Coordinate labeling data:

* START *

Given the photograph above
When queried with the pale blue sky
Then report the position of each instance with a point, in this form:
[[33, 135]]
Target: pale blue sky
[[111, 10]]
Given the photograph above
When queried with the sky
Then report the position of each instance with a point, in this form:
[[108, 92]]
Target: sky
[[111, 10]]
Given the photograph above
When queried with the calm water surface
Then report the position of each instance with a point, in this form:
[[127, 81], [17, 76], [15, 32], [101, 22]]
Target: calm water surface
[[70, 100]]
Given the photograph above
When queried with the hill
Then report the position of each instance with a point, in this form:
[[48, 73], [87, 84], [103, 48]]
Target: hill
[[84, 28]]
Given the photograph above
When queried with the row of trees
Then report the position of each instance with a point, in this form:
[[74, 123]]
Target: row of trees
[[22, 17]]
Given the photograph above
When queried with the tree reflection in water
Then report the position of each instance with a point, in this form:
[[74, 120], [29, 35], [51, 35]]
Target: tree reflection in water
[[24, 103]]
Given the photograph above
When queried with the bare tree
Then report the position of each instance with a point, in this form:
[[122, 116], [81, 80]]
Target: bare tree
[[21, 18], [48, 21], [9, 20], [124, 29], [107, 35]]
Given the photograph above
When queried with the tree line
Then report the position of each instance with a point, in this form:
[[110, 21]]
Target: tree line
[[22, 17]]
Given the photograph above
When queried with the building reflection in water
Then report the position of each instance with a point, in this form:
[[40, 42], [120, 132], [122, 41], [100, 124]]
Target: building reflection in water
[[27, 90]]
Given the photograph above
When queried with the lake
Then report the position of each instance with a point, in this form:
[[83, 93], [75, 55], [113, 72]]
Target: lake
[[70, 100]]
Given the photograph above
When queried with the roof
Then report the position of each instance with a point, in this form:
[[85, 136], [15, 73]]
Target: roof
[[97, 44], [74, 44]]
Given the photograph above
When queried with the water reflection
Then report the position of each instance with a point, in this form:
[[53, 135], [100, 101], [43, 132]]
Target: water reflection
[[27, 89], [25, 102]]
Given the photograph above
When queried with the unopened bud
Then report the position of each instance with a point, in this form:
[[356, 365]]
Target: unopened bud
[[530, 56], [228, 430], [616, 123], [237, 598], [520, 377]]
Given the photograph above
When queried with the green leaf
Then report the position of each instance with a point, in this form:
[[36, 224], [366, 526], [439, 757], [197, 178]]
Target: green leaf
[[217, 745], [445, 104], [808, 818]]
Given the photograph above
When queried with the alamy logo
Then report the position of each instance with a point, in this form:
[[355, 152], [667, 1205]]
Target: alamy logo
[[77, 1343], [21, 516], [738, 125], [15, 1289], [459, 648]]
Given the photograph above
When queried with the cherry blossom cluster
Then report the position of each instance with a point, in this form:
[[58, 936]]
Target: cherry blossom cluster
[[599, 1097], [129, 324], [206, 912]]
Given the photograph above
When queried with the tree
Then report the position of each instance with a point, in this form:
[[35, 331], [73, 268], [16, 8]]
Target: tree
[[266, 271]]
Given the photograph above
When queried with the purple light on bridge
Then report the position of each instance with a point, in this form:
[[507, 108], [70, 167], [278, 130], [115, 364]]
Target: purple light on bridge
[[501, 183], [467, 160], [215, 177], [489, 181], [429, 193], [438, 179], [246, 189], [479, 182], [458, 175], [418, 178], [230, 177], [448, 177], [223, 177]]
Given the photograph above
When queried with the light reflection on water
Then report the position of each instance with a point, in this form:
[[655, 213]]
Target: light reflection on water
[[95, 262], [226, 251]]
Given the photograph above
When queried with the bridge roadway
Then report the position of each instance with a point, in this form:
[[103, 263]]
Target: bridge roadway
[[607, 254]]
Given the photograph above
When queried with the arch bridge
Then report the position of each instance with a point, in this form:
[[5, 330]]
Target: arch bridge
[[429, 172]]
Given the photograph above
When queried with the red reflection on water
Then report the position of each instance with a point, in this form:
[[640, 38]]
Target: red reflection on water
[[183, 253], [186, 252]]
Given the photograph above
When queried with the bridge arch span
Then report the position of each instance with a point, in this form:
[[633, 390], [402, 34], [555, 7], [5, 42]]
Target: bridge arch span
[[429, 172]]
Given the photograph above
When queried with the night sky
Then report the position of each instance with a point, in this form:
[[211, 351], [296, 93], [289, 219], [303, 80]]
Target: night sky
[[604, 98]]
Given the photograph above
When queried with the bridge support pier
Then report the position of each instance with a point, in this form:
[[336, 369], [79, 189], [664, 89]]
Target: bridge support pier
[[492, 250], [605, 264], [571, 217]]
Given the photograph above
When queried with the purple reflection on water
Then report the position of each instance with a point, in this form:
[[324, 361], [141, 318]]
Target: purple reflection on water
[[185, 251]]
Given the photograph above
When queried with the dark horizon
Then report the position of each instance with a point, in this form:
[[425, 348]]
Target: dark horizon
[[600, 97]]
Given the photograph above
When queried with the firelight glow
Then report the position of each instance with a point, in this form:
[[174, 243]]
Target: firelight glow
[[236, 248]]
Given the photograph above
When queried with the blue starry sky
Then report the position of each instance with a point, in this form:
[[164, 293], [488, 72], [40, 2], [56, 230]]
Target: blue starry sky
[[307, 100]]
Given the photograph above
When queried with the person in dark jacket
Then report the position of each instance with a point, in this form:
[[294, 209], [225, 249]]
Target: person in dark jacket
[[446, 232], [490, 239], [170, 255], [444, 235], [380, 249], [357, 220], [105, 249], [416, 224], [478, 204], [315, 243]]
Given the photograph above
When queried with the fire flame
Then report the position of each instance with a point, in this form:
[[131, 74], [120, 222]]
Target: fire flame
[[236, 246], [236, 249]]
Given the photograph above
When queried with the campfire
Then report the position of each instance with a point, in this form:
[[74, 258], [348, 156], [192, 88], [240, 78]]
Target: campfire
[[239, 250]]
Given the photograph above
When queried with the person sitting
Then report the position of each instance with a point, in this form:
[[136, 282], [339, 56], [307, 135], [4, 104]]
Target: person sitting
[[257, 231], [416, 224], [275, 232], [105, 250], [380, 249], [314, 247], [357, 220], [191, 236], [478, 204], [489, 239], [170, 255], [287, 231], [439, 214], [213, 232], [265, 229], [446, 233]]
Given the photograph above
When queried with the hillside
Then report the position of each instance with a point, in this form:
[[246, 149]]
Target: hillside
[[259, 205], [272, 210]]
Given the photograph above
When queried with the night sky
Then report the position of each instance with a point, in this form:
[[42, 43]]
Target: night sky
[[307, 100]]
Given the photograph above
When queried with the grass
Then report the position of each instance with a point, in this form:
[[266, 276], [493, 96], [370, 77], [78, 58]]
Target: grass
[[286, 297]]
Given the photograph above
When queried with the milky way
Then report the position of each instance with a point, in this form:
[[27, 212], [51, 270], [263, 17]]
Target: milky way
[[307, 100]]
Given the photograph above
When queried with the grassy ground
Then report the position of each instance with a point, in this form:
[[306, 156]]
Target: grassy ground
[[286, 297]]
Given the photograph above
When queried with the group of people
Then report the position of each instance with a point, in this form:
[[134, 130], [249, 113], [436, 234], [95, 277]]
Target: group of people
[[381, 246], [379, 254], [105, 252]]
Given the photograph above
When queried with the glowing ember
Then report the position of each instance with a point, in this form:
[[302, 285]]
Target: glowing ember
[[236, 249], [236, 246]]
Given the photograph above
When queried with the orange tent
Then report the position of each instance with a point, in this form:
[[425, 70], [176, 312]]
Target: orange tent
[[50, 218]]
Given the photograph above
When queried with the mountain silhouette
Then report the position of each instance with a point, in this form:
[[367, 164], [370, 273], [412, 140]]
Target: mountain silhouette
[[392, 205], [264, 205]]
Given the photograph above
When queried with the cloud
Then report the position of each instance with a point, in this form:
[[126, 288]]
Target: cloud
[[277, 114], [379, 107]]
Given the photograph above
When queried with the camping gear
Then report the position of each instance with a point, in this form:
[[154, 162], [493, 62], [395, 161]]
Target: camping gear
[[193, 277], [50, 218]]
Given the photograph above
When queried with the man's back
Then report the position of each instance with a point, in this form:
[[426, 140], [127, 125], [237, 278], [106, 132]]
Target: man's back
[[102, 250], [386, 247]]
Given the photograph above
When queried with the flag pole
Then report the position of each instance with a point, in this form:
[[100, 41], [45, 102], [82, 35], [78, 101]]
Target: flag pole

* END *

Required task: Pull out each line from the rows above that contains the word "reflection".

Written response:
When queried with the tree reflection in water
Target: tree reflection in water
When queried with the building reflection in water
Target: building reflection in water
When queried with the water reflection
Target: water reflection
When queried with the light reflection on water
Target: light reflection on water
When queried with the red reflection on water
Target: red reflection on water
When queried with the purple reflection on water
Target: purple reflection on water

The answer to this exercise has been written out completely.